== Texte extrait ==

11. Aux termes de l'article 8 de la convention européenne de sauvegarde des droits de l'homme et des libertés fondamentales : " 1°) Toute personne a droit au respect de sa vie privée et familiale, de son domicile et de sa correspondance ; 2°) Il ne peut y avoir ingérence d'une autorité publique dans l'exercice de ce droit que pour autant que cette ingérence est prévue par la loi et qu'elle constitue une mesure qui, dans une société démocratique, est nécessaire à la sécurité nationale, à la sûreté publique, au bien-être économique du pays, à la défense de l'ordre et à la prévention des infractions pénales, à la protection de la santé ou de la morale ou à la protection des droits et libertés d'autrui ". Si M. D... invoque les stipulations qui précèdent, il ne fait état d'aucune vie familiale en France, alors qu'il ressort des pièces du dossier que son épouse et ses deux enfants résident au Mali. En outre, la circonstance que l'intéressé a le souhait de poursuivre ses études en France, n'a pas fait l'objet d'une précédente mesure d'éloignement et ne trouble pas l'ordre public n'est pas de nature à faire regarder l'obligation de quitter le territoire français comme ayant porté à son droit au respect de sa vie privée une atteinte disproportionnée au regard des buts en vue desquels ladite mesure a été prise. Celle-ci n'a, ainsi, pas méconnu les stipulations de l'article 8 de la convention européenne de sauvegarde des droits de l'homme et des libertés fondamentales.

12. Pour les mêmes motifs que ceux évoqués au point 10, M. D... n'est pas fondé à soutenir que le préfet de la Seine-Saint-Denis aurait, en prenant la décision attaquée, commis une erreur manifeste d'appréciation au regard de sa situation personnelle.

En ce qui concerne la décision refusant l'octroi d'un délai de départ volontaire :

13. Aux termes du II de l'article L. 511-1 du code de l'entrée et du séjour des étrangers et du droit d'asile : " L'étranger auquel il est fait obligation de quitter le territoire français dispose d'un délai de départ volontaire de trente jours à compter de la notification de l'obligation de quitter le territoire français. L'autorité administrative peut accorder, à titre exceptionnel, un délai de départ volontaire supérieur à trente jours s'il apparaît nécessaire de tenir compte de circonstances propres à chaque cas. (...) Toutefois, l'autorité administrative peut, par une décision motivée, décider que l'étranger est obligé de quitter sans délai le territoire français : (...) 3° S'il existe un risque que l'étranger se soustraie à cette obligation. Ce risque peut être regardé comme établi, sauf circonstance particulière, dans les cas suivants : (...) a) Si l'étranger, qui ne peut justifier être entré régulièrement sur le territoire français, n'a pas sollicité la délivrance d'un titre de séjour (...) f) Si l'étranger ne présente pas de garanties de représentation suffisantes, notamment parce (...) qu'il ne justifie pas d'une résidence effective et permanente dans un local affecté à son habitation principale (...) h) Si l'étranger a explicitement déclaré son intention de ne pas se conformer à son obligation de quitter le territoire français ".

===

## Consignes:
**A)** D'après le texte extrait, dans quel pays résident l'épouse et les deux enfants de M. D... ?
**B)** Énumérez tous les cas, désignés par une lettre, dans lesquels le texte extrait indique que le risque que l'étranger se soustraie à l'obligation de quitter le territoire peut être regardé comme établi.
**C)** Reproduisez le passage du texte extrait qui commence aux mots « 12. Pour les » et s'arrête après « sa situation personnelle. ».
Les lignes qui suivent ont une origine différente.

== Données recueillies ==

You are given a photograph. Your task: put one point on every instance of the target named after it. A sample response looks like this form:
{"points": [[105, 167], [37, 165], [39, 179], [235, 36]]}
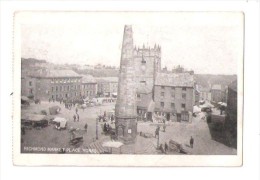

===

## Corrigés:
**A)** Au Mali.

**B)**
- a) L'étranger, qui ne peut justifier être entré régulièrement sur le territoire français, n'a pas sollicité la délivrance d'un titre de séjour.
- f) L'étranger ne présente pas de garanties de représentation suffisantes, notamment parce qu'il ne justifie pas d'une résidence effective et permanente dans un local affecté à son habitation principale.
- h) L'étranger a explicitement déclaré son intention de ne pas se conformer à son obligation de quitter le territoire français.

**C)**
12. Pour les mêmes motifs que ceux évoqués au point 10, M. D... n'est pas fondé à soutenir que le préfet de la Seine-Saint-Denis aurait, en prenant la décision attaquée, commis une erreur manifeste d'appréciation au regard de sa situation personnelle.